REQUIRED ACTION
Please set down the line that contains "Where in this photo can the arched" and every line below it through the last, exactly as written, with no other lines.

INPUT DATA
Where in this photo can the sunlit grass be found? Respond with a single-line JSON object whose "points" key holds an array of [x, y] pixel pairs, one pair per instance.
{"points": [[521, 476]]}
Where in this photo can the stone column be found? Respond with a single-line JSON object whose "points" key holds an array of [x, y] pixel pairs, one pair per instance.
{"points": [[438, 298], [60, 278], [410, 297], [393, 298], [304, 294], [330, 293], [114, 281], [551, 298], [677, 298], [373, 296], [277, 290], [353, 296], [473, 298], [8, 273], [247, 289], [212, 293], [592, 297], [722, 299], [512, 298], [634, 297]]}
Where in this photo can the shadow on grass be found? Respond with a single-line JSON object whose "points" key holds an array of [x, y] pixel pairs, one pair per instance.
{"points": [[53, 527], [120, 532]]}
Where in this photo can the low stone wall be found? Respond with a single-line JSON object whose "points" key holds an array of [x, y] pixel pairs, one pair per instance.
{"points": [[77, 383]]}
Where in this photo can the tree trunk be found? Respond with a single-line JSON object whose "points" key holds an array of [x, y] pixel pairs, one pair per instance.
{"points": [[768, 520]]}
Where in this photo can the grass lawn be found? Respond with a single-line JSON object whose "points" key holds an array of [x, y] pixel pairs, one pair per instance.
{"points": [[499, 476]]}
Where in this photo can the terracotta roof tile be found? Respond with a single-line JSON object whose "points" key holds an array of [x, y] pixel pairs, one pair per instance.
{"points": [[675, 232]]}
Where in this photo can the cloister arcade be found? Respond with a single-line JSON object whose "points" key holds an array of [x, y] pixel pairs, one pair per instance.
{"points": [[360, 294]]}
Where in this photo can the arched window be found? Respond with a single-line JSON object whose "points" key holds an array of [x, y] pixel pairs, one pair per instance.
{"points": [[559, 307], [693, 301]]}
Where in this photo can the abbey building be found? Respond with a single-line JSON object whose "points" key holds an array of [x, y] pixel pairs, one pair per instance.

OUTPUT OF THE EXERCISE
Where in this photo can the arched window be found? Respond with a single-line JSON object whose "points" key holds an array of [x, y] pixel pairs, one pair per instance.
{"points": [[559, 307], [693, 301]]}
Where in this photo can the abbey building be found? Respond with a single-line JSON object whose "points" key holds an array of [x, y] pixel pairs, one pair per instance.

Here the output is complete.